* start Text *
We’ve all done a lot of print-based debugging: if the code doesn’t work, stick
a print
statement in the middle to see what it’s doing.
This is a blunt tool, though a very easy one to use. For tricky cases, look to an interactive debugger before sticking in a few dozen print statements. Debugging is hard without the right tools:
“Debugging is twice as hard as writing the code in the first place. Therefore, if you write the code as cleverly as possible, you are, by definition, not smart enough to debug it.” – Brian Kernighan
Debugging is like the Scientific Method #
- Formulate hypotheses
- Make predictions about what you will see
- Test your hypotheses
- Record your observations!
- Update your hypotheses and repeat.
Rubber Ducking #
A true story, a rubber duck, and a very long day.
Print statements/Logging #
Low tech and clunky, but still useful.
Some packages allow debugging output to be turned on and off with a flag.
Using your tests #
A good first debugging step is to make sure you have tests for the function you’re debugging.
You’re going to be trying all sorts of changes, tinkering with things, refactoring, and generally messing with the function – if you have tests, you can easily check if you fixed the bug without introducing any new ones. If you don’t, you have to laboriously try various inputs until you’re satisfied.
Tests also ensure that you actually know what the function is supposed to do.
Interactive debuggers #
An interactive debugger halts program execution and allows you to inspect the current state: display local variables, view the call stack, set breakpoints, and even run new code. You can step through the code line-by-line to examine how it works.
* end Text *
▶ **Problem statement**:
Write out, word for word, the passage of the debugging text that opens with the words containing "Print statements/Logging #" and closes with "supposed to do.". The entries placed after this point come from a separate source.
* start Data shown *
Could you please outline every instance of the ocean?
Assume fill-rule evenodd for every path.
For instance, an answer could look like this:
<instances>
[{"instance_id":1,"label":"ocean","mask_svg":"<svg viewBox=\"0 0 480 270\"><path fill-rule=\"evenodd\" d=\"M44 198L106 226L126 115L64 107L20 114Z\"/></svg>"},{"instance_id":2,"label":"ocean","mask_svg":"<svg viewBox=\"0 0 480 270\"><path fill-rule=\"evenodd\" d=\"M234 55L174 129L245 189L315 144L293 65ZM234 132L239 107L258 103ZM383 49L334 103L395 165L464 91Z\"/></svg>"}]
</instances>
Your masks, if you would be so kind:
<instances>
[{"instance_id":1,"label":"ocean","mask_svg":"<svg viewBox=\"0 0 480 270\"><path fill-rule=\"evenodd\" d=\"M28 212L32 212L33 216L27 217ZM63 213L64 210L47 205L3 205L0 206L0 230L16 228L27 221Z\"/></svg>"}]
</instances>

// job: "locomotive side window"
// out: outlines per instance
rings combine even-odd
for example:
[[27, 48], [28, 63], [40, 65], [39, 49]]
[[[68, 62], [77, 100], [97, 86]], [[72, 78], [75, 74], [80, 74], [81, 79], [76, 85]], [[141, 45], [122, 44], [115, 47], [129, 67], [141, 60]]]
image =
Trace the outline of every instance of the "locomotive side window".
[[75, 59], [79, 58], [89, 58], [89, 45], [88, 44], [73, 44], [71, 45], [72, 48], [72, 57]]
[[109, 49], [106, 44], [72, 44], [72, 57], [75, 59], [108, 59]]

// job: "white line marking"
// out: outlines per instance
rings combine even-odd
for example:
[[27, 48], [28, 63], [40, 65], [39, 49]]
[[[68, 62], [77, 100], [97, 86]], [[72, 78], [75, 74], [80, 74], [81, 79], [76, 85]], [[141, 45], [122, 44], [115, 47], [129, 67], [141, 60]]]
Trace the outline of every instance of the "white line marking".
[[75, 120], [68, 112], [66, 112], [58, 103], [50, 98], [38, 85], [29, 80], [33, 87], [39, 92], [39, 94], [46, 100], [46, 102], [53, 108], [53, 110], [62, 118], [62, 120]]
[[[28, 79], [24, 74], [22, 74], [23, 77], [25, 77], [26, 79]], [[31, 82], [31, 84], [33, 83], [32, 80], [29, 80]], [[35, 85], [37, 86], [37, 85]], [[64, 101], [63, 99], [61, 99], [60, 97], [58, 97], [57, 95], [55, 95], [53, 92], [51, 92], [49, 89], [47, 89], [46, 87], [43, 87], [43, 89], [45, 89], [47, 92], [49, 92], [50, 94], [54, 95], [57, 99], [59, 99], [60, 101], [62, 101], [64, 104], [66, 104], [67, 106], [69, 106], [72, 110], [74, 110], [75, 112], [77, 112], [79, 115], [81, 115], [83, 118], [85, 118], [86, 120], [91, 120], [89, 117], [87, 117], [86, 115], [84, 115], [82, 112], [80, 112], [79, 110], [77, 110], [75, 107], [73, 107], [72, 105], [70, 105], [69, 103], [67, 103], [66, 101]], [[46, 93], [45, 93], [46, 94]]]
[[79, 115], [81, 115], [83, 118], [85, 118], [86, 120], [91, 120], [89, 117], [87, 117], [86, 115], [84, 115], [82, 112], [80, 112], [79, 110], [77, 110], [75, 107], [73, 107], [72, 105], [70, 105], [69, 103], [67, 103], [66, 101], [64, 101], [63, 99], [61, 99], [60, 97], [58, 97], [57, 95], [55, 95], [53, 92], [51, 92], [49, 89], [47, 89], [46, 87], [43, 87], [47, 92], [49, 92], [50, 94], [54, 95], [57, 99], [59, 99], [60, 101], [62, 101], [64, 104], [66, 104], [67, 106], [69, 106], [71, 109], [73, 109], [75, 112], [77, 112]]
* end Data shown *
* start Data shown *
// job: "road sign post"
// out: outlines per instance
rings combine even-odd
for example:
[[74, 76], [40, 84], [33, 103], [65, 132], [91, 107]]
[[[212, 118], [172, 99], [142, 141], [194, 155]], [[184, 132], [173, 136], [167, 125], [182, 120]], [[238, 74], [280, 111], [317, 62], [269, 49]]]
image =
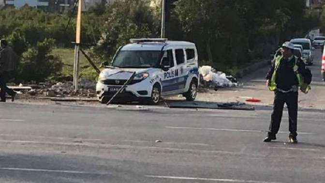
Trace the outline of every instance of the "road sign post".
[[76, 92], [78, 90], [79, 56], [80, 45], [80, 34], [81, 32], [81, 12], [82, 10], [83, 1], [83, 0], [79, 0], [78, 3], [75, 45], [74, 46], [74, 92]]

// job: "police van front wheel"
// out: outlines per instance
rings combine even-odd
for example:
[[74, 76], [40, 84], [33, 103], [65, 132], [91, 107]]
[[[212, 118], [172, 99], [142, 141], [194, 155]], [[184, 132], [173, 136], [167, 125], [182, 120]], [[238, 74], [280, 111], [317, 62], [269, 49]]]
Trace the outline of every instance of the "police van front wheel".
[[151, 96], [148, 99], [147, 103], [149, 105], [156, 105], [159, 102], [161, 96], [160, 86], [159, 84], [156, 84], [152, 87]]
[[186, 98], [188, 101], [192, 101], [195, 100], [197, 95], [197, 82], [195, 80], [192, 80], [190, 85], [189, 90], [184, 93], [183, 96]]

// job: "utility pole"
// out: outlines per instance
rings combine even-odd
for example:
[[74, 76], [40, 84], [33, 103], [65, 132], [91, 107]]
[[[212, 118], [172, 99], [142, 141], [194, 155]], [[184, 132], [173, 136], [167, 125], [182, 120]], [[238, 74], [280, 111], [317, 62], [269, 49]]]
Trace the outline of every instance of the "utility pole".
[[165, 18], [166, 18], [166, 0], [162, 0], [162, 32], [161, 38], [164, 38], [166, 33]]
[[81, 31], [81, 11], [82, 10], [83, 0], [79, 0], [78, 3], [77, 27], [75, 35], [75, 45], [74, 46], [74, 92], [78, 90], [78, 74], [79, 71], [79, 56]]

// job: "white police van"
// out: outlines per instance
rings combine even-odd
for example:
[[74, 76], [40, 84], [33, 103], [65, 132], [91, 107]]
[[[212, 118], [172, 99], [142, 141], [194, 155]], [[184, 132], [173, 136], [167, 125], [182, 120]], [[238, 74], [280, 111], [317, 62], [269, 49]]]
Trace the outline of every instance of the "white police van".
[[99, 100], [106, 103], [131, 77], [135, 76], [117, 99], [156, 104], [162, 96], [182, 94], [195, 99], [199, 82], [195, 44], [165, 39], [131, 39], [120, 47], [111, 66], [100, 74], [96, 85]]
* end Data shown *
▶ **The completed task**:
Print statements/Logging #
Low tech and clunky, but still useful.
Some packages allow debugging output to be turned on and off with a flag.
Using your tests #
A good first debugging step is to make sure you have tests for the function you’re debugging.
You’re going to be trying all sorts of changes, tinkering with things, refactoring, and generally messing with the function – if you have tests, you can easily check if you fixed the bug without introducing any new ones. If you don’t, you have to laboriously try various inputs until you’re satisfied.
Tests also ensure that you actually know what the function is supposed to do.